__GOAL OF THE EXERCISE__
Can you write out again every line of the items below, from the one containing "TARGET: reflection of tree in water" through the end, inclusive, keeping the requests and format lines as they are but multiplying each coordinate value in the answers by 0.5 and rounding it to a whole number, halves up? Give only those lines.

__DATASET RECORDS__

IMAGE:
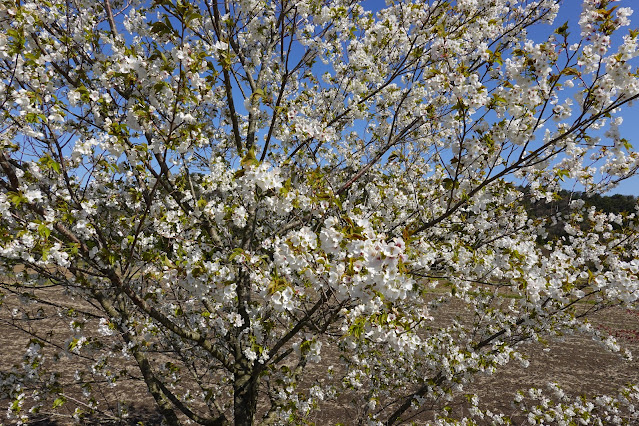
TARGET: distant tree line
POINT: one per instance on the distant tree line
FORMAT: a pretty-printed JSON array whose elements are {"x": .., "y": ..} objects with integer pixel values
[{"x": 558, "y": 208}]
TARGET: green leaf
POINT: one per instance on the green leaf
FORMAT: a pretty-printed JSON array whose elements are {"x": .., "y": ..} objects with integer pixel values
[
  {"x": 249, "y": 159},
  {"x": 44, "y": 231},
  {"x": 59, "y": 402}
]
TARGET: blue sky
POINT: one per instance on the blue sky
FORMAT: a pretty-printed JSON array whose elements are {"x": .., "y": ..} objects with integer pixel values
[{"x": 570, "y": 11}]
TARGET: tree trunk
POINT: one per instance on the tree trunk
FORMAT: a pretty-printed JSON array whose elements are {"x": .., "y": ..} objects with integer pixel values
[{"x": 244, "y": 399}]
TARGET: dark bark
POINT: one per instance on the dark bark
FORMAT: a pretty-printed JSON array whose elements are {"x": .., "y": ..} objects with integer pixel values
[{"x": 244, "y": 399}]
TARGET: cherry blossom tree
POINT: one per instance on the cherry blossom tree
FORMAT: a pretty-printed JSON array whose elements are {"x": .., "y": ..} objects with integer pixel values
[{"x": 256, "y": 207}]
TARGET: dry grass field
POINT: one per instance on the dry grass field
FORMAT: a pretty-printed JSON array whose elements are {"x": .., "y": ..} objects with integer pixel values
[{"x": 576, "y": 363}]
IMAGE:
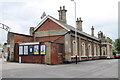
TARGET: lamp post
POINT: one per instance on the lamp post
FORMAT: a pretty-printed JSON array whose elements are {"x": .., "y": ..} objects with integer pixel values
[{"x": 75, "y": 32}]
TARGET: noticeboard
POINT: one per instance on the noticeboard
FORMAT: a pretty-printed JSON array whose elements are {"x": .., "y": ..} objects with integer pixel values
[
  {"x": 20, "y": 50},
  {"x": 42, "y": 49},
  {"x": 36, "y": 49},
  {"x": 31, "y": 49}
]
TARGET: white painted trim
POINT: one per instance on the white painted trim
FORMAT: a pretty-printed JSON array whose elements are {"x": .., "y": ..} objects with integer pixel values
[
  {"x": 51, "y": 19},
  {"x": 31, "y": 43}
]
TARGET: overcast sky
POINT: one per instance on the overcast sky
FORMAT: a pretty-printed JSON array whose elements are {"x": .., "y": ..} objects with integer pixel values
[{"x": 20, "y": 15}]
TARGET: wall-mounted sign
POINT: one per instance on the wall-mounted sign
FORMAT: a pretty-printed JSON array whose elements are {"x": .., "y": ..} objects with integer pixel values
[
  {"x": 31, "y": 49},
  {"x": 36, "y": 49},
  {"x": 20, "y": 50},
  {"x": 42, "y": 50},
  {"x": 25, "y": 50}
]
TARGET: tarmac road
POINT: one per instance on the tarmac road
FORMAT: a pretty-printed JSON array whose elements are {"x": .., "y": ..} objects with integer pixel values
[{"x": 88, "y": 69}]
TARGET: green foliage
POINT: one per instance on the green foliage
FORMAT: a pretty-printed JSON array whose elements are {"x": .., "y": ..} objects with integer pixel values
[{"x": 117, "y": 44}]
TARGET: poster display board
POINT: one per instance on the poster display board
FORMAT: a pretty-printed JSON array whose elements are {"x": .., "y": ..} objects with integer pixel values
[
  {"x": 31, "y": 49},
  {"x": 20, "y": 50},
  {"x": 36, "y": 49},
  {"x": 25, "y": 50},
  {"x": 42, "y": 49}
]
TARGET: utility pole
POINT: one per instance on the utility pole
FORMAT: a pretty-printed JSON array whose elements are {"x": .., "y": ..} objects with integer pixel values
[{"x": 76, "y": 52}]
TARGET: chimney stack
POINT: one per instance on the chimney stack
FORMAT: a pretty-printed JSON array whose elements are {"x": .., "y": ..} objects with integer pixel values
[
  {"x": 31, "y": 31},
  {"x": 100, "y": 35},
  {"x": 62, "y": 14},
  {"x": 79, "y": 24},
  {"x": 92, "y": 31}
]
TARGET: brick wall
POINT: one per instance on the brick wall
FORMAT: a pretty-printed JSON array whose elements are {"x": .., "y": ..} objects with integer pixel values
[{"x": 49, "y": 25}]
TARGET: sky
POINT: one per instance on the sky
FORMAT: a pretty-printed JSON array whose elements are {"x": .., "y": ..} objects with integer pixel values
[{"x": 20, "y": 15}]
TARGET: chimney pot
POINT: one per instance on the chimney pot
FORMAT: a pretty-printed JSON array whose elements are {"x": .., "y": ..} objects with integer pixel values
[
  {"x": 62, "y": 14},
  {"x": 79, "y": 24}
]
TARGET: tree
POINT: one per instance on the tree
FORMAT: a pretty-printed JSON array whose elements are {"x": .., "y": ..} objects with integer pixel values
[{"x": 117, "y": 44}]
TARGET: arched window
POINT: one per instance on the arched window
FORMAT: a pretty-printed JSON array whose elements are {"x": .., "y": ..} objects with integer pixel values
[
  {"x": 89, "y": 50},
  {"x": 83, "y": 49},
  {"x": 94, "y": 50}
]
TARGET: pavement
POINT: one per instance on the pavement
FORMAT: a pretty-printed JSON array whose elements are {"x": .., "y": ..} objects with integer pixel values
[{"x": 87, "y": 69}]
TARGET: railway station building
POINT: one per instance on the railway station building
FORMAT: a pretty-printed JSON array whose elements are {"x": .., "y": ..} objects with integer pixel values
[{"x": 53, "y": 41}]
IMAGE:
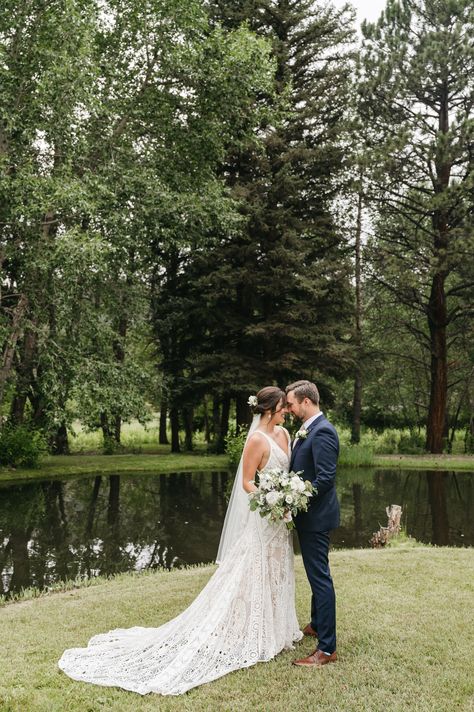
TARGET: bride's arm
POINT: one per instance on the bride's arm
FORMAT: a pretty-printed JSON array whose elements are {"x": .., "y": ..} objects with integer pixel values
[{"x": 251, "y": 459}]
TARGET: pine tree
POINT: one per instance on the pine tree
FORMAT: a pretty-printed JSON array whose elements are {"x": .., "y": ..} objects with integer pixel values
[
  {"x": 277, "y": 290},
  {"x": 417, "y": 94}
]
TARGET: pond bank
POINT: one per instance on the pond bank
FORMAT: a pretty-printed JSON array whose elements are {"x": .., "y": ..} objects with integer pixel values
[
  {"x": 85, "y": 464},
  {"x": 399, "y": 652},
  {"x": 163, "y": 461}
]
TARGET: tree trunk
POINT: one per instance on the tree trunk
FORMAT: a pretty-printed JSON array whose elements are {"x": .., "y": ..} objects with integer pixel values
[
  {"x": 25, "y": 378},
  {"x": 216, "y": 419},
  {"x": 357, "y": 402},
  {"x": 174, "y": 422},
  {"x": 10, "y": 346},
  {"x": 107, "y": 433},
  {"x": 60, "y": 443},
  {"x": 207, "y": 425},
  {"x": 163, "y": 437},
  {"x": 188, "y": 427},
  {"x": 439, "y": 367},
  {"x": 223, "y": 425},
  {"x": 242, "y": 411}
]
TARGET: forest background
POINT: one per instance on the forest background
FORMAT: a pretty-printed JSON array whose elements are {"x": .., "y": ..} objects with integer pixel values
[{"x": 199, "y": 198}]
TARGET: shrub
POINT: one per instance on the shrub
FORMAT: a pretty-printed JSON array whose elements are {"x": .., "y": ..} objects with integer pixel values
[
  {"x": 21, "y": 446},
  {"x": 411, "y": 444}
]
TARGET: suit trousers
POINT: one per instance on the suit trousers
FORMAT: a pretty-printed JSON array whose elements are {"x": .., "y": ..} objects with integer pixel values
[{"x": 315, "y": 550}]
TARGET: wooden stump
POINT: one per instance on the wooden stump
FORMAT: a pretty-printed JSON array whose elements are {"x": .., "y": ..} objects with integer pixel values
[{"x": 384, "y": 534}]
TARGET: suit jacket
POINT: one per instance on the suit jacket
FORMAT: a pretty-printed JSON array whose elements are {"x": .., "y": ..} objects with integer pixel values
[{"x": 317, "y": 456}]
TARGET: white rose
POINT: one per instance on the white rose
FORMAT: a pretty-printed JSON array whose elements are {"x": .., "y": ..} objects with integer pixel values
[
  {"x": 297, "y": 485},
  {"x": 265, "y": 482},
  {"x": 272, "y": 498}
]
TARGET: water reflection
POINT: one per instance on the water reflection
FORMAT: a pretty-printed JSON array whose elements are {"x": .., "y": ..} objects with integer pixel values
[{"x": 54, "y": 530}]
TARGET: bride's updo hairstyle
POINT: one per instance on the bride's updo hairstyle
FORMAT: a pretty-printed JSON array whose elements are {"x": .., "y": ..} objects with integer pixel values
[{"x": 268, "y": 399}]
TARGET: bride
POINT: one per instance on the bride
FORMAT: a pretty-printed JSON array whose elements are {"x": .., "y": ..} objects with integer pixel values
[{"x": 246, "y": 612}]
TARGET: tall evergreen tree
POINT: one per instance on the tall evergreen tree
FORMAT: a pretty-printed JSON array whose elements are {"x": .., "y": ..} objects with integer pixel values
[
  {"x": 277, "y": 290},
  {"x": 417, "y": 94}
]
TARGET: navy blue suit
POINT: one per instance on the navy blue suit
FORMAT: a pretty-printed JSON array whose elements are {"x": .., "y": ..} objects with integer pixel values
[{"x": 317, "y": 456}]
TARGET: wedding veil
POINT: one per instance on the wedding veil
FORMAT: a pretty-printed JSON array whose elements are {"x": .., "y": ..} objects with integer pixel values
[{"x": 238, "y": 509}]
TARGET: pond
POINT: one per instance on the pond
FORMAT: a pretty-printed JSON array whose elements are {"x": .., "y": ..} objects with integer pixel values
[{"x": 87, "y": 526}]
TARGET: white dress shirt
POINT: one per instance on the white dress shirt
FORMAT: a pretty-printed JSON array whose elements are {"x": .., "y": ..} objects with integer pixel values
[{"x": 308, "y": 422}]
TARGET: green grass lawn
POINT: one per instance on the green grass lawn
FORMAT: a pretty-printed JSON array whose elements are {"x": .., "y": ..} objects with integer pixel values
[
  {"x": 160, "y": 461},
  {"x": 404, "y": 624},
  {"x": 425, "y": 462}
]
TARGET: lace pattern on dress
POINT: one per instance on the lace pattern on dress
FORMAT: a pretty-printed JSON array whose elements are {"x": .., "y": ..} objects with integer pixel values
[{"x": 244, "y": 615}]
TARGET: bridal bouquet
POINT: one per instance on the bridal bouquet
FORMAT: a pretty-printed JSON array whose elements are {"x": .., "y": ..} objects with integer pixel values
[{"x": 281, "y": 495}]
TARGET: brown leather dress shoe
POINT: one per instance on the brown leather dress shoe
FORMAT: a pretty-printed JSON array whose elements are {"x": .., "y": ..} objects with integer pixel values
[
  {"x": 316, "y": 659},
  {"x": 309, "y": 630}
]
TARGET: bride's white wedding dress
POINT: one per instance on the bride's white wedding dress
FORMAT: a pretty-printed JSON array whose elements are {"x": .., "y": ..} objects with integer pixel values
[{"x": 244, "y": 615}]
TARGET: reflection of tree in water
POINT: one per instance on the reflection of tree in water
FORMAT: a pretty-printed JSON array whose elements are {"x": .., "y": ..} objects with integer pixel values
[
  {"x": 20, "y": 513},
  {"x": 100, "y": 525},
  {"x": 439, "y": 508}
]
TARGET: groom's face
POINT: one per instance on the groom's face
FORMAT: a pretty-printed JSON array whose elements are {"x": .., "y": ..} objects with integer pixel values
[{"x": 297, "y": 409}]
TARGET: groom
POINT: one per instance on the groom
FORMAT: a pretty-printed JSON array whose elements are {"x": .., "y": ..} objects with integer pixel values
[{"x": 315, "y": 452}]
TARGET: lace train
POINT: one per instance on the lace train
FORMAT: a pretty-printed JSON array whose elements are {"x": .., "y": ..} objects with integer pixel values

__TASK RESULT__
TARGET: reflection of tree in water
POINT: one per instance on the reflection of tree in water
FORMAT: a pretty-printed JSON array whose elements are {"x": .., "y": ..} objects with integer pixel values
[
  {"x": 10, "y": 257},
  {"x": 50, "y": 263},
  {"x": 220, "y": 254}
]
TARGET: groom's face
POINT: one per instance on the groom's face
FORMAT: a pretty-printed JSON array whose elements are {"x": .., "y": ..} objects with integer pixel values
[{"x": 149, "y": 205}]
TARGET: groom
POINT: one per instance on the groom
FORMAT: a pretty-printed JSON array whose elements are {"x": .., "y": ..} objects with integer pixel values
[{"x": 158, "y": 226}]
TARGET: lace train
POINT: one per instance on the lace train
FORMAT: a pretty-printed JSON array whose elements are {"x": .., "y": ..} objects with integer pixel values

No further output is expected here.